### Directions for this task:
Set down exactly the lines from the one containing "[mark] the small tree" through the last line of the records below, both included, and nothing else.

[Point annotation records]
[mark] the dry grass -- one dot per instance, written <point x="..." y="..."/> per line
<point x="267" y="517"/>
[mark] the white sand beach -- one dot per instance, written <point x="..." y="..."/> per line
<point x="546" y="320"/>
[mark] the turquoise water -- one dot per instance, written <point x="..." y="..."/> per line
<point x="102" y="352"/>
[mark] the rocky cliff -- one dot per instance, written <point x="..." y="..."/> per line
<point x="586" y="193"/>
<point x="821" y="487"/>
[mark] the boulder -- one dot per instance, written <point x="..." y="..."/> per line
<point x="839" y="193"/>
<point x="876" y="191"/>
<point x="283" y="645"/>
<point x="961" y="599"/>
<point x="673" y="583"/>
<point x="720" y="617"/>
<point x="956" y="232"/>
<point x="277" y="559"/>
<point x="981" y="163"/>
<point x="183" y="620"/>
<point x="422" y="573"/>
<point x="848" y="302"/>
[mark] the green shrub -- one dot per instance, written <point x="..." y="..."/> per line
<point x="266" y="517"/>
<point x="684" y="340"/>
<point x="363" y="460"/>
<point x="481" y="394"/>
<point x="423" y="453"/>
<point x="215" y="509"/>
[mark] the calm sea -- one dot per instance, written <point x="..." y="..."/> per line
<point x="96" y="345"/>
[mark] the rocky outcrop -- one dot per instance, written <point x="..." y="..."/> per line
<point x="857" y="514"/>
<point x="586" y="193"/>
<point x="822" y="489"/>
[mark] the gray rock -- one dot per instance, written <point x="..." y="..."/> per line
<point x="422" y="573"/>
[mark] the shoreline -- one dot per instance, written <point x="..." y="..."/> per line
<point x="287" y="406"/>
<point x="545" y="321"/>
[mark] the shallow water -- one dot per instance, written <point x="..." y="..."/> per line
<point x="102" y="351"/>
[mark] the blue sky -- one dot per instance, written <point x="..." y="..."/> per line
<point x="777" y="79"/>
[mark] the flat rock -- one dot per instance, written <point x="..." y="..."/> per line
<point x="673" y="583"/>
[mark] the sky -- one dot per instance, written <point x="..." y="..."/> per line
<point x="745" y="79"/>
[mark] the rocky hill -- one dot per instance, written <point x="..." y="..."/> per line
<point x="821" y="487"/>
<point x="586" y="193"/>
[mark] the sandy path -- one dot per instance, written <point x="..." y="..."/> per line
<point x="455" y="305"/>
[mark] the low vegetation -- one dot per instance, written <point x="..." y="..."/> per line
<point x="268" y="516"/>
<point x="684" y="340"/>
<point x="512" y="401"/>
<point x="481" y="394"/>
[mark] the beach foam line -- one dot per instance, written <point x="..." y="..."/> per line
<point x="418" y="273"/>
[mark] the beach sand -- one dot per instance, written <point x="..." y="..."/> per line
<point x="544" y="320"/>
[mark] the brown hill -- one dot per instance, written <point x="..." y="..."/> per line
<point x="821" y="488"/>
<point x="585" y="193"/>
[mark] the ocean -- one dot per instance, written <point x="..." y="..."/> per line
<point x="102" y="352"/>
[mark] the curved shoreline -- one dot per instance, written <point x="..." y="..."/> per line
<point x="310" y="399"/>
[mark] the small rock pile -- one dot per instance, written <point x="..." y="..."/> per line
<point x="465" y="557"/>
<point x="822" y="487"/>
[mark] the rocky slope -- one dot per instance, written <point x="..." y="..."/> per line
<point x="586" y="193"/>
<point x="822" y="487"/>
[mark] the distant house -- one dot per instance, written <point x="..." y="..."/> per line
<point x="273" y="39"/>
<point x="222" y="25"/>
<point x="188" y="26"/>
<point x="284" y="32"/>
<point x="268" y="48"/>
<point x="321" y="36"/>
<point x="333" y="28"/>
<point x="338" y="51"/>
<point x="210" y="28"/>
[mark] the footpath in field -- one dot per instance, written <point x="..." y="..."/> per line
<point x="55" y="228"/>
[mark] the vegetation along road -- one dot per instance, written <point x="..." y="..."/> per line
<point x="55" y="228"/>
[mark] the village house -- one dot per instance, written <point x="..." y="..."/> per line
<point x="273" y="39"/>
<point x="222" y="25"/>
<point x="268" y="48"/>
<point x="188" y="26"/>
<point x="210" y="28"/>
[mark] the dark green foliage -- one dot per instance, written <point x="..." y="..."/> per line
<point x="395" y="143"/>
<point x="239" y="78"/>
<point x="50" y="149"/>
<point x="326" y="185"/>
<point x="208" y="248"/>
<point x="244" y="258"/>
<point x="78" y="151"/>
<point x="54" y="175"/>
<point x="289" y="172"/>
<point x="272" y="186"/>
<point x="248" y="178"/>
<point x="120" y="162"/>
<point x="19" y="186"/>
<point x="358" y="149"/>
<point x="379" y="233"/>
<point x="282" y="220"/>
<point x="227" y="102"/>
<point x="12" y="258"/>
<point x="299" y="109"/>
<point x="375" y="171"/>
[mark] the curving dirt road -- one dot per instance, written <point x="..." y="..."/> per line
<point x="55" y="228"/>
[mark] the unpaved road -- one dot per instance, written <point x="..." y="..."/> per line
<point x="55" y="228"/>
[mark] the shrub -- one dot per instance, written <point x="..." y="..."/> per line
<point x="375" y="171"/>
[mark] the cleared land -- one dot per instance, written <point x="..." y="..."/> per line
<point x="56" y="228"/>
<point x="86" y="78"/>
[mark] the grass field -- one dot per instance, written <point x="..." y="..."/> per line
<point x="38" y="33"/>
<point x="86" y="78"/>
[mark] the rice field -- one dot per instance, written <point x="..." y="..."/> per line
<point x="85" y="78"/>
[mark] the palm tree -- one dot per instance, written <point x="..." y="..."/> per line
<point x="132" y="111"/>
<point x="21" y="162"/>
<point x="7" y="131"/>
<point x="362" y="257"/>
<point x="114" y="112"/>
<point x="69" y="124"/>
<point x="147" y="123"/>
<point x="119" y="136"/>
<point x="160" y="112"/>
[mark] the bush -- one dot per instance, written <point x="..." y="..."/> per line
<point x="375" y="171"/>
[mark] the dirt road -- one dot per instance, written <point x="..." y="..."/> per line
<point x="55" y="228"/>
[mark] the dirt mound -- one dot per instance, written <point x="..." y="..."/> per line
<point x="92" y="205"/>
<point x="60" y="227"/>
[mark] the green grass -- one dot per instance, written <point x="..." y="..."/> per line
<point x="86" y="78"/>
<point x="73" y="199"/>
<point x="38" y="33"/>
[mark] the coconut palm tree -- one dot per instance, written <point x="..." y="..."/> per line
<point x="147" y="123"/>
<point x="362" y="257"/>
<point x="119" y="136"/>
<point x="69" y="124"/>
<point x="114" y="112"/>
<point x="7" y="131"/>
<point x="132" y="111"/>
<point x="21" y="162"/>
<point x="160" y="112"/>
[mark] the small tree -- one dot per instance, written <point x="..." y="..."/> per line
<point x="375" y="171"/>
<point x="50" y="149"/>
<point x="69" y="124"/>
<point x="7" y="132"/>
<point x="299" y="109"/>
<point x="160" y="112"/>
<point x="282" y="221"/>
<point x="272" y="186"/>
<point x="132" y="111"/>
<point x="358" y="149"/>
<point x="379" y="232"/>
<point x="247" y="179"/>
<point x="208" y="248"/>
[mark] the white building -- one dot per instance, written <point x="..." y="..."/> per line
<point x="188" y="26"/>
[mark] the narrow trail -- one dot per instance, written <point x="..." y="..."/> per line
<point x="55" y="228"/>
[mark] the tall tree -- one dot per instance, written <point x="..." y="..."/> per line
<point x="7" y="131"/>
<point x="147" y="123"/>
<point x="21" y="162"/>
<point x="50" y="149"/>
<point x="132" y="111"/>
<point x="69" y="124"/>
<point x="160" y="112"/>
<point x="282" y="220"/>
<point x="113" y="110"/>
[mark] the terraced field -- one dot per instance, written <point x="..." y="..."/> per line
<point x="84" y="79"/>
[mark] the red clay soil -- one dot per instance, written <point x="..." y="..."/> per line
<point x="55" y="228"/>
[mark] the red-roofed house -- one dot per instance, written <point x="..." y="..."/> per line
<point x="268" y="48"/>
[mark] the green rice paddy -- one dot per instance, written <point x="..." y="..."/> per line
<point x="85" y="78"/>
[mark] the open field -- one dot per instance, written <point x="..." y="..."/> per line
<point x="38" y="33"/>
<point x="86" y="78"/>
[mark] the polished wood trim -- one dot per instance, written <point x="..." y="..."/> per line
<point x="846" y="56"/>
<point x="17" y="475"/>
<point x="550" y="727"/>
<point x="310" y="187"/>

### Correct response:
[mark] the small tree -- one dot per instance, written <point x="..." y="..."/> per line
<point x="375" y="171"/>
<point x="50" y="149"/>
<point x="69" y="124"/>
<point x="7" y="132"/>
<point x="299" y="109"/>
<point x="160" y="112"/>
<point x="282" y="221"/>
<point x="272" y="186"/>
<point x="132" y="111"/>
<point x="358" y="149"/>
<point x="379" y="232"/>
<point x="247" y="179"/>
<point x="208" y="248"/>
[mark] the white building -- one dot per instance, written <point x="..." y="..."/> per line
<point x="188" y="26"/>
[mark] the narrow trail -- one dot per instance, written <point x="..." y="..."/> per line
<point x="55" y="228"/>
[mark] the tall tree -- one dot per instance, written <point x="..." y="..."/> per line
<point x="7" y="131"/>
<point x="147" y="123"/>
<point x="21" y="162"/>
<point x="50" y="149"/>
<point x="132" y="111"/>
<point x="69" y="124"/>
<point x="160" y="112"/>
<point x="282" y="220"/>
<point x="113" y="110"/>
[mark] the terraced field -- one dot per instance, written <point x="..." y="..."/> per line
<point x="84" y="79"/>
[mark] the red clay soil -- one dot per instance, written <point x="..." y="..."/> per line
<point x="55" y="228"/>
[mark] the red-roofed house -- one dot per instance, written <point x="..." y="..."/> per line
<point x="268" y="48"/>
[mark] the green rice paddy -- one dot per instance, written <point x="..." y="..."/> per line
<point x="85" y="78"/>
[mark] the open field -- one dot per instance, written <point x="..." y="..."/> per line
<point x="38" y="33"/>
<point x="86" y="78"/>
[mark] the polished wood trim -- one dot per instance, written <point x="..." y="..."/> per line
<point x="846" y="56"/>
<point x="17" y="475"/>
<point x="550" y="727"/>
<point x="310" y="187"/>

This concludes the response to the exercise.